→ **De opdrachten**
a) Beantwoord over het tekstfragment over de belastingzaak van X bvba:
(i) Welk land is volgens de Hoge Raad niet gehouden eenzijdig terug te treden bij dubbele heffing?
(ii) In welk land woont de dga die alle aandelen van X bvba bezit?
(iii) Welk hof oordeelt dat het loon op grond van art. 15 van het verdrag in Nederland belastbaar is?
b) Schrijf een vervolg op het tekstfragment over de belastingzaak van X bvba, beginnend na de laatste zin.

De Hoge Raad oordeelt dat Nederland niet is gehouden eenzijdig terug te treden wanneer dubbele heffing optreedt door afwijkende uitleg van een belastingverdrag in het andere land. De Hoge Raad is het eens met de beslissing van het hof dat X bvba omkering van de bewijslast niet kon voorkomen door na ontvangst van de naheffingsaanslag de inhoudingsplicht gemotiveerd ter discussie te stellen.  

Belanghebbende, X bvba, is een Belgische vennootschap van wie alle aandelen in handen zijn van een in België woonachtige dga. Deze dga verricht tegen beloning werkzaamheden voor X bvba in Nederland en België. In België valt het loon onder de personenbelasting en wordt tevens een aanvullende gemeentebelasting geheven. De Belgische autoriteiten verlenen geen aftrek ter voorkoming van dubbele belasting. Hof 's-Hertogenbosch oordeelt dat het loon op grond van art. 15 van het verdrag in Nederland belastbaar is en daarom niet is onderworpen aan Belgische personenbelasting. Het loon is wel onderworpen aan een aanvullende gemeentebelasting, maar dit is geen belasting die door of vanwege een andere mogendheid wordt geheven als bedoeld in art. 2 lid 5 Wet LB 1964.

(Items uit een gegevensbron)
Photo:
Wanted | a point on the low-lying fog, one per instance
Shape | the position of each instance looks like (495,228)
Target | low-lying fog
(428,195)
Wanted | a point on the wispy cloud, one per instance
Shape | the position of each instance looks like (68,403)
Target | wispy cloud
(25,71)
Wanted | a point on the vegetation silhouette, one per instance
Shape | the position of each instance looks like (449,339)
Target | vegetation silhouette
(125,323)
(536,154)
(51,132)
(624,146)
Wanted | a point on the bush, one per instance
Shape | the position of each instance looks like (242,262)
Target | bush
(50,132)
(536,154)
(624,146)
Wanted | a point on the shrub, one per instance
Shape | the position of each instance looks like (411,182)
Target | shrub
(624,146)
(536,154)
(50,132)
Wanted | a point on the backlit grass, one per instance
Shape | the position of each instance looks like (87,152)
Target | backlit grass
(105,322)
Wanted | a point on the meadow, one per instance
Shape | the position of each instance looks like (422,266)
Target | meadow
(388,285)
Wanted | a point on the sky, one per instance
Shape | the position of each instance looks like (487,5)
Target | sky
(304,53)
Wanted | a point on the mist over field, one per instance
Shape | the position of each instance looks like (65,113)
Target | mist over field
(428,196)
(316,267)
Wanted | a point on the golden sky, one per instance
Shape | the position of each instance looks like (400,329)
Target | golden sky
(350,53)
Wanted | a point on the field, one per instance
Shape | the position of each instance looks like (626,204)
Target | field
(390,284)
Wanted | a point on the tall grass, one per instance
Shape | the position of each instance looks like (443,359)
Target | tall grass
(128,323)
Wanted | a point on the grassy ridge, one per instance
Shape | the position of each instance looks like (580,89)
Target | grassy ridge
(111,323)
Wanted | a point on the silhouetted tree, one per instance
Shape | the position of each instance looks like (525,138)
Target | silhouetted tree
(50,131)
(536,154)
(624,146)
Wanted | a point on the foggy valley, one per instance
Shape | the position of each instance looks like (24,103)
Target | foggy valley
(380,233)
---
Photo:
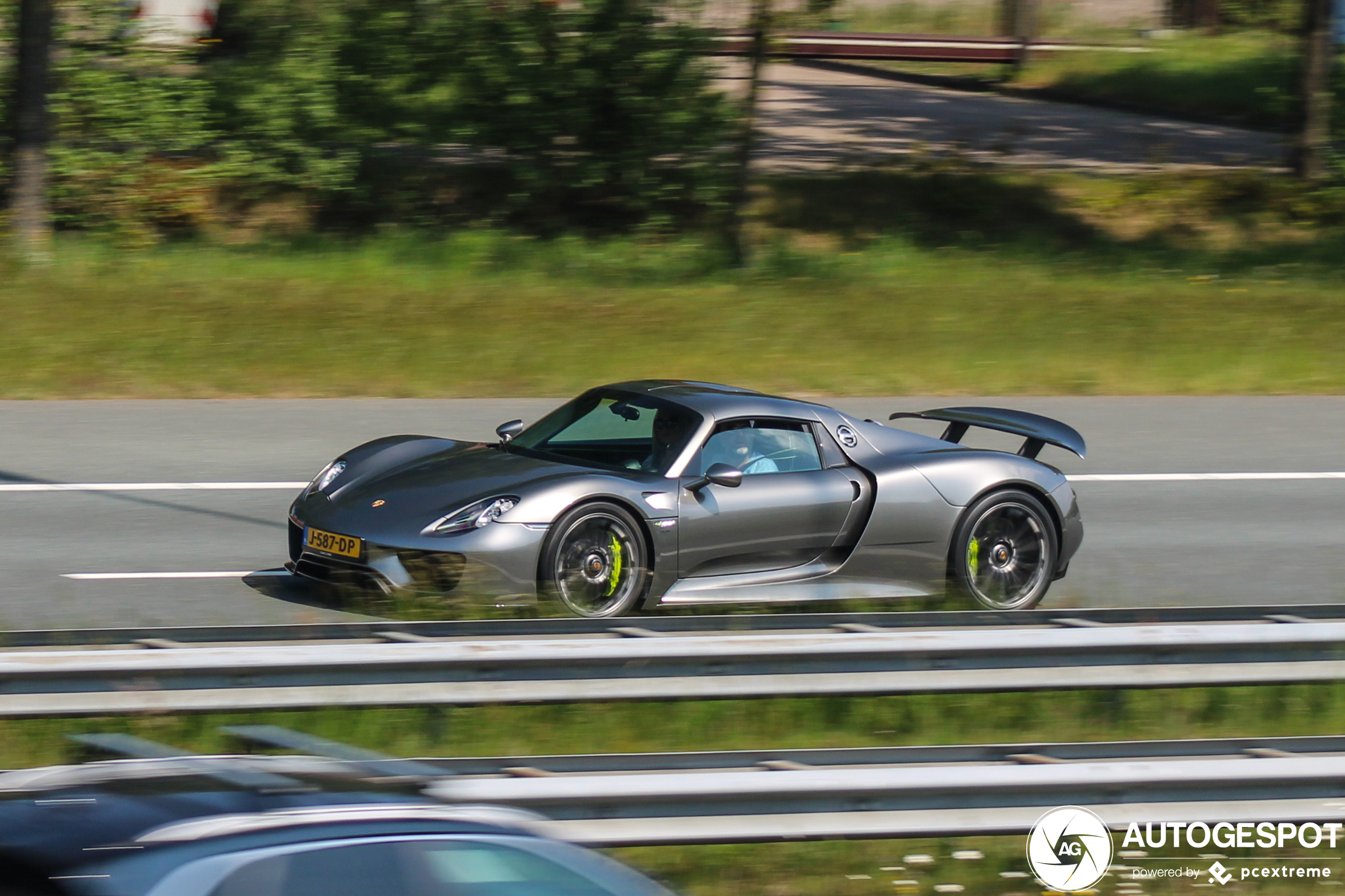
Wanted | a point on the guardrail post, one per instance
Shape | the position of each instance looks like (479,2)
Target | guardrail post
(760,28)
--
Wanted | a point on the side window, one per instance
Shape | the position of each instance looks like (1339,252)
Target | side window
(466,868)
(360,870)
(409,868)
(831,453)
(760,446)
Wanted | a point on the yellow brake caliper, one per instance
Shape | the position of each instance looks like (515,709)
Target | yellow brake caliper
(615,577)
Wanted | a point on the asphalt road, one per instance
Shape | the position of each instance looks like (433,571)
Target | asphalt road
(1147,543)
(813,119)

→ **Antwoorden**
a)
(i) Nederland.
(ii) België.
(iii) Hof 's-Hertogenbosch.

b)
De Hoge Raad oordeelt dat Nederland niet gehouden is eenzijdig terug te treden wanneer dubbele heffing optreedt door afwijkende uitleg van een belastingverdrag in het andere land. De arbeidsverhouding van A met X bvba wordt in België anders geduid, waardoor vanuit Belgische optiek het verdrag de heffingsbevoegdheid aan België toewijst en niet aan Nederland. De Nederlandse rechter dient echter zijn eigen uitleg aan de verdragen te geven. De Hoge Raad stemt ook in met het hofoordeel dat de aanvullende gemeentebelasting die in België wordt geheven, niet een heffing is door of vanwege een andere mogendheid in de zin van art. 2 lid 5 Wet LB 1964. Van een door het EU-recht verboden meervoudige heffing is voorts geen sprake. De meervoudige heffing vloeit namelijk louter voort uit een dispariteit tussen de nationale belastingstelsels, die niet wordt verboden door EU-recht (HvJ EU 1 juli 2010, nr. C-233/09, BNB 2012/99). De naheffingsaanslag is terecht opgelegd. De Hoge Raad is het ook eens met de beslissing van het hof dat X bvba omkering van de bewijslast niet kon voorkomen door na de ontvangst van de naheffingsaanslag de inhoudingsplicht gemotiveerd ter discussie te stellen. De zaak wordt wel verwezen in verband met een terechte klacht van X bvba over de berekening van de hoogte van het loon en de daarover verschuldigde belasting.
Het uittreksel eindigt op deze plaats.